* **Data**:
== == ==

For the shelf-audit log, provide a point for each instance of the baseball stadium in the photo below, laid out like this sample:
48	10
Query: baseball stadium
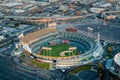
65	48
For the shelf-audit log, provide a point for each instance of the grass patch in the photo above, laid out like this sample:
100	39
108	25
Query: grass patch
76	70
43	65
57	49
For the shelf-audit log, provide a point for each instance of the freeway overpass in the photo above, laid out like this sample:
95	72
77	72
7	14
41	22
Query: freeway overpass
40	19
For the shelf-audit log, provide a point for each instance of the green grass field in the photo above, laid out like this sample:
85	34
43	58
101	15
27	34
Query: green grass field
43	65
57	49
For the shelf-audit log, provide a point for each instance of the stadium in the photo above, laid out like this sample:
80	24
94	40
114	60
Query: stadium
64	48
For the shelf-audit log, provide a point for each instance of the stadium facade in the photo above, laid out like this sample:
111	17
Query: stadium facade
34	41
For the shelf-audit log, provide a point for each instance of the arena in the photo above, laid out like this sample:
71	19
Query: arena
49	45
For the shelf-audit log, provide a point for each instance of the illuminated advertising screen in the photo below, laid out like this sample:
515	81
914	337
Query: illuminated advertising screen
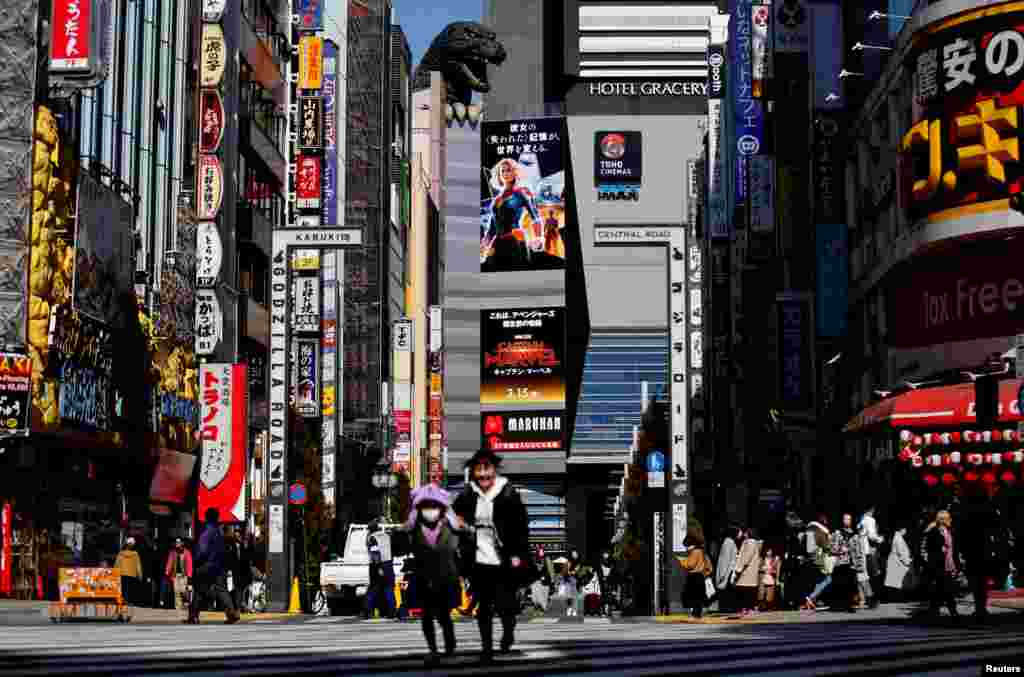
522	195
961	155
522	431
522	356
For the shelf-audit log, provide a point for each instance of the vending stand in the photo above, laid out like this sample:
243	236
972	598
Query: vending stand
90	593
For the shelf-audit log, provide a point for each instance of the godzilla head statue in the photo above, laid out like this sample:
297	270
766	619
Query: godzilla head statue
462	52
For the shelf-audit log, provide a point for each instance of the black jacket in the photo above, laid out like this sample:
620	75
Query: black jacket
436	566
510	522
985	541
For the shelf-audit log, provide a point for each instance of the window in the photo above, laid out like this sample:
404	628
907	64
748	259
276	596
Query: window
609	403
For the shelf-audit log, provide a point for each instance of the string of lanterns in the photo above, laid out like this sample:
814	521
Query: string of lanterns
987	467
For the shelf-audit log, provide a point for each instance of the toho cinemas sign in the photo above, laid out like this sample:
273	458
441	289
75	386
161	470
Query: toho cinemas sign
975	295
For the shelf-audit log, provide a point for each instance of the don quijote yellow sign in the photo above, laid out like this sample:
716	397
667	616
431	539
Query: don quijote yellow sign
310	62
962	156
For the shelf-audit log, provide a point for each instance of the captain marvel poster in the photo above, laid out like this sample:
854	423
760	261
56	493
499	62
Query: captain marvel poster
522	195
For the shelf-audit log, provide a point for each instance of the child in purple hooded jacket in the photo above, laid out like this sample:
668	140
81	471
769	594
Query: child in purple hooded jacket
434	545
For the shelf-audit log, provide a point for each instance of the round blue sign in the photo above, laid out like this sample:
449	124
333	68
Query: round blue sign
655	462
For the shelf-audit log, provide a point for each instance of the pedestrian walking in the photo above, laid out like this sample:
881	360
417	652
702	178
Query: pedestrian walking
178	570
725	568
608	580
434	546
771	564
986	544
748	567
696	564
210	574
900	576
236	566
871	542
845	548
380	594
129	564
818	538
942	564
498	549
858	560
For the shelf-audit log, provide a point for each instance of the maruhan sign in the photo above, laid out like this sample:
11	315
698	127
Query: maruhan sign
647	88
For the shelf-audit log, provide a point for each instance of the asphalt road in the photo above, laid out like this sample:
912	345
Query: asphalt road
326	645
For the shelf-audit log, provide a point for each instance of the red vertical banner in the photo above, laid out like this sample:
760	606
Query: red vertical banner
6	524
223	432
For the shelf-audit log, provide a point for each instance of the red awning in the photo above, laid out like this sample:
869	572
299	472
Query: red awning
947	406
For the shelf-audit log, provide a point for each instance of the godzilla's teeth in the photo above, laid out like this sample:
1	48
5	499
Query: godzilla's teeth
473	80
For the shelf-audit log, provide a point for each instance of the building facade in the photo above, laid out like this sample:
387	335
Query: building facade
933	287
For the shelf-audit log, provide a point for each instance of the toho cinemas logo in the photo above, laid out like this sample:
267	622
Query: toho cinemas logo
971	300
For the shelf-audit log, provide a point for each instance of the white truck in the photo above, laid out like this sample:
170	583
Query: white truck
344	581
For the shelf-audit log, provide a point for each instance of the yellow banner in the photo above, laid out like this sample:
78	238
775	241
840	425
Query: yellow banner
310	62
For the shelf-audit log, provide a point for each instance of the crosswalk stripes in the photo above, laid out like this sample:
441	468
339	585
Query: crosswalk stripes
325	645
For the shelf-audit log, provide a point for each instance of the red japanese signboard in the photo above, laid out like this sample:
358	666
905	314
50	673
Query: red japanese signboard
307	182
71	35
223	428
211	126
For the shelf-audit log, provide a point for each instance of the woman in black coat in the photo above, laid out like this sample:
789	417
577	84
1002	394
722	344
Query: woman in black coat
498	553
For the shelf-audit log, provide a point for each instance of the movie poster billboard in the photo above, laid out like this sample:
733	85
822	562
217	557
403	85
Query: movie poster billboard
523	431
522	356
310	14
522	195
103	269
224	439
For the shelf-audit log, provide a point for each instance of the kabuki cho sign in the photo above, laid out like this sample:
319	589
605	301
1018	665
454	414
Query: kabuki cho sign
522	358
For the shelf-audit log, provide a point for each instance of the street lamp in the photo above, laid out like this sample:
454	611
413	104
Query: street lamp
385	480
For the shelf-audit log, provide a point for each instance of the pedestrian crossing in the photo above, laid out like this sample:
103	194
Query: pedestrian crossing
330	646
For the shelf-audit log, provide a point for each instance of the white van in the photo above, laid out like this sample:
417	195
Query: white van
344	582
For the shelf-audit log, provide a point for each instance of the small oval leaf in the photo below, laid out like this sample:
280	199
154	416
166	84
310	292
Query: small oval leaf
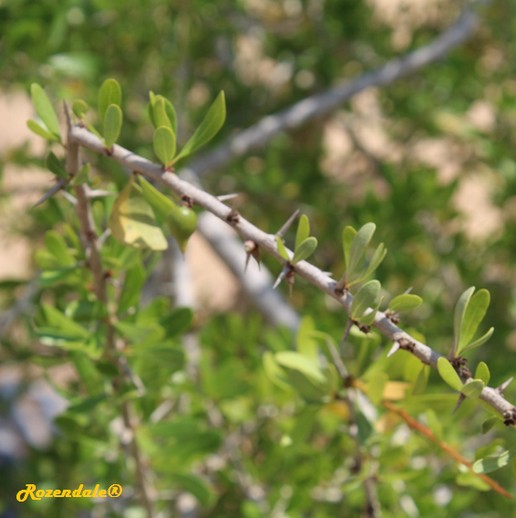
109	93
112	124
39	130
79	108
45	110
474	312
448	374
132	220
482	372
209	127
303	230
473	388
164	142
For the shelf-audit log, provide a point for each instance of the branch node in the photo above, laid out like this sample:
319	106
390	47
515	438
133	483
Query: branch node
233	217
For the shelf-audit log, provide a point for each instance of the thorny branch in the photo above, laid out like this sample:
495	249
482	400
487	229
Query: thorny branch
267	242
94	263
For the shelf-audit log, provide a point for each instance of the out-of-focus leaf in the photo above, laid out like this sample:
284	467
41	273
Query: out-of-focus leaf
303	230
132	220
112	124
489	464
482	372
45	110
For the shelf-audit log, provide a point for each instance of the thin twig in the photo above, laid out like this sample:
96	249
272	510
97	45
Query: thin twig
319	105
454	454
94	261
267	242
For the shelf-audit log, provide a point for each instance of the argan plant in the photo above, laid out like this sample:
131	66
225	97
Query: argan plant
352	404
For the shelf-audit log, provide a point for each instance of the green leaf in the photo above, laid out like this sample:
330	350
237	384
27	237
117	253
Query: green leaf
472	312
303	364
364	299
208	128
405	302
132	220
65	328
359	246
56	166
45	111
40	131
303	230
281	248
162	112
448	374
492	463
109	93
112	124
131	291
177	322
348	235
458	318
472	388
194	485
79	108
164	142
273	371
305	250
482	372
161	204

== == ==

* **Written request**:
Quote the data exactly, leaving every image out of the copy.

* **Solution**:
For the shelf-audit log, provide a point for each instance of the baseball stadium in the photo below, laid out like this sample:
48	10
Query: baseball stadium
65	48
For the shelf-audit log, provide a point for each instance of the grass patch in the photo above, laid out like this sample:
100	39
108	25
Query: grass patch
76	70
43	65
57	49
For the shelf-audit log, provide a point for each instance of the freeway overpass in the photo above, laid out like this sample:
95	72
77	72
7	14
41	22
Query: freeway overpass
40	19
For the shelf-audit log, provide a point for each instance of the green grass field in the photo above, laid out like this sample:
85	34
43	58
101	15
27	34
Query: green grass field
43	65
57	49
For the shelf-audit log, provide a point for each instance of the stadium in the photo above, laid out like this sample:
80	24
94	40
114	60
Query: stadium
64	48
For the shelf-audit log, provide a point for each instance of the stadium facade in the photo above, laid out like this sample:
111	17
Query: stadium facade
34	41
For the shelf-audit log, provide a point for each instance of the arena in the photo above, laid out like this sample:
71	19
Query: arena
49	45
For the shelf-audit log, provide a point for each instance of the illuminated advertising screen in the photo below, laid out like this sample:
515	81
914	337
Query: illuminated advertising screen
522	195
961	155
522	431
522	356
For the shelf-audit log, provide a point for each instance of the vending stand in the photo above, laid out like this sample:
243	236
972	598
Query: vending stand
90	593
For the shelf-audit log, provide a point for each instance of the godzilla head statue in the photo above, laid out like this sample:
297	270
766	619
Query: godzilla head statue
462	52
For the shelf-audit log, provide a point for each instance of the black jacket in the photo above, laid out like this sample:
620	75
Query: black jacket
436	566
510	522
985	541
For the shelf-audit log, provide a point for each instance of the window in the photo above, laid out like this sample:
404	628
907	64
748	259
276	596
Query: window
609	403
For the shelf-audit log, provide a point for each instance of the string of lanterns in the photo above, laid out like this sample:
814	521
Query: string of lanterns
987	467
For the shelf-audit log, provide a point for each instance of the toho cinemas sign in the photo above, laid out like this sample:
273	458
441	289
75	386
161	470
Query: toho cinemas sign
975	295
For the shelf-audit log, provide a point for each instance of the don quijote yellow sign in the photo above, laid out like this sample:
716	397
667	616
431	539
Query: don quijote yellow sign
310	62
962	156
For the shelf-audit log, provide a point for each instance of the captain marvel poster in the photo above, laid out like this sample:
854	423
760	261
56	493
499	62
Query: captain marvel poster
522	195
For the shelf-audit log, provide a point for each instance of the child in purple hooded jacket in the photo above, laid out like this sample:
668	140
81	471
769	594
Query: child in purple hooded jacket
434	545
For the shelf-audit log, provide a point for each instance of the round blue sign in the photo above, laid out like this sample:
449	124
333	68
Query: round blue sign
655	462
For the shelf-audit log, provide a point for each instance of the pedestrian walking in the photo above, laid out like this sample:
881	360
417	652
702	178
Query: pedestrian walking
178	570
725	568
608	580
434	546
771	564
986	544
748	567
696	564
210	574
900	576
236	566
871	542
845	548
380	594
129	564
818	538
942	564
498	549
858	560
For the shelf-audit log, provide a point for each instance of the maruhan sign in the photo above, laid out like this sample:
11	315
698	127
Query: maruhan sign
647	88
For the shelf-audit log, provide a point for each instance of the asphalt road in the photo above, laid out like this sample:
912	345
Query: asphalt road
326	645
For the shelf-audit log, provide a point for each instance of the red vertical banner in the photo above, laid out like this sample:
760	606
Query: red vertical banner
6	524
223	432
For the shelf-audit log, provide a point for each instance of the red awning in the photo above, laid out like this sample:
869	572
299	472
Query: red awning
947	406
For the shelf-audit log, provide a point for each instance of the godzilla's teeth in the photo above, laid out like this sample:
1	48
5	499
Query: godzilla's teeth
473	80
For the shelf-audit log, provide a point for each instance of the building facade in the photo above, laid out like this sample:
387	335
Query: building facade
933	287
For the shelf-audit log, provide a point for each instance of the toho cinemas logo in the photo above, laid out like this sample:
267	622
Query: toho cinemas logo
971	300
For the shelf-audit log, provide a point for each instance of the white truck in the photo above, laid out like this sample:
170	583
Query: white truck
344	581
For the shelf-audit log, provide a point for each instance of the yellow banner in the photo above, laid out like this sample:
78	238
775	241
840	425
Query: yellow banner
310	62
For the shelf-audit log, provide a point for each instance of the crosswalk stripes in the photo above, laid out like this sample:
441	468
339	585
Query: crosswalk stripes
325	645
For the shelf-audit log, provide a point for each instance of the red japanese signboard in the photo above, laid out like this sample:
358	666
905	314
50	673
Query: red japanese signboard
307	182
71	35
223	428
211	126
For the shelf-audit log, provide a point for each instance of the woman in black coat in the photo above, laid out like this sample:
789	417
577	84
1002	394
722	344
Query: woman in black coat
498	553
For the shelf-audit log, provide a point for each instance of the movie poster billboard in the photo above, laid out like this sample:
733	85
822	562
217	557
403	85
Query: movie poster billboard
523	431
522	356
310	14
522	195
103	269
224	439
For the shelf-audit log, provide a point for each instance of the kabuki cho sign in the photo above, laid out like this sample:
319	589
605	301
1018	665
454	414
Query: kabuki cho sign
522	358
For the shelf-audit log, provide a point for each instance of the street lamp in the photo above, laid out like this sample:
454	611
413	104
Query: street lamp
385	480
For the shelf-audit log, provide a point for each instance of the pedestrian crossing in the photo above, laid out like this sample:
103	194
Query: pedestrian crossing
330	646
For the shelf-audit log, provide a point for each instance of the white van in the photo above, laid out like this sample:
417	195
Query: white van
344	582
For the shelf-audit log, provide a point for each instance of the small oval leaf in the photo below, laid out like this sample:
280	199
154	416
166	84
310	292
Query: small oval leaf
109	93
112	124
39	130
79	108
45	110
474	312
448	374
132	220
482	372
209	127
303	230
473	388
164	142
For the shelf-audit log, provide a point for each instance of the branch node in the photo above, laid out like this sample:
319	106
390	47
515	438
133	483
Query: branch node
233	217
For the shelf-audit log, provide a point for each instance of the thorny branch in the photo above, laid out like this sample:
495	249
482	400
487	229
Query: thorny branch
267	242
94	263
For the shelf-audit log, provide a point for each instance of the out-of-focus leaf in the photo above, laid out like this sample:
284	467
41	273
Query: out-of-focus leaf
303	230
132	220
112	124
489	464
482	372
45	110
For the shelf-audit log, provide a point for each instance of the thin twig in the photo above, laid out like this sample:
96	249
272	510
97	45
Query: thin twig
319	105
454	454
94	261
267	242
For the shelf-audit log, provide a point for each instance of the argan plant in the photo above, laid out like this sample:
131	66
225	97
Query: argan plant
352	404
For the shelf-audit log, provide a point for each instance of the green leaf in the photo above, laid out like this sample:
330	350
237	384
27	237
117	253
Query: green leaf
472	312
303	364
364	299
208	128
405	302
132	220
65	328
359	246
56	166
45	111
40	131
303	230
281	248
162	112
448	374
492	463
109	93
112	124
131	291
177	322
348	235
458	318
472	388
194	485
79	108
164	142
273	371
305	250
482	372
161	204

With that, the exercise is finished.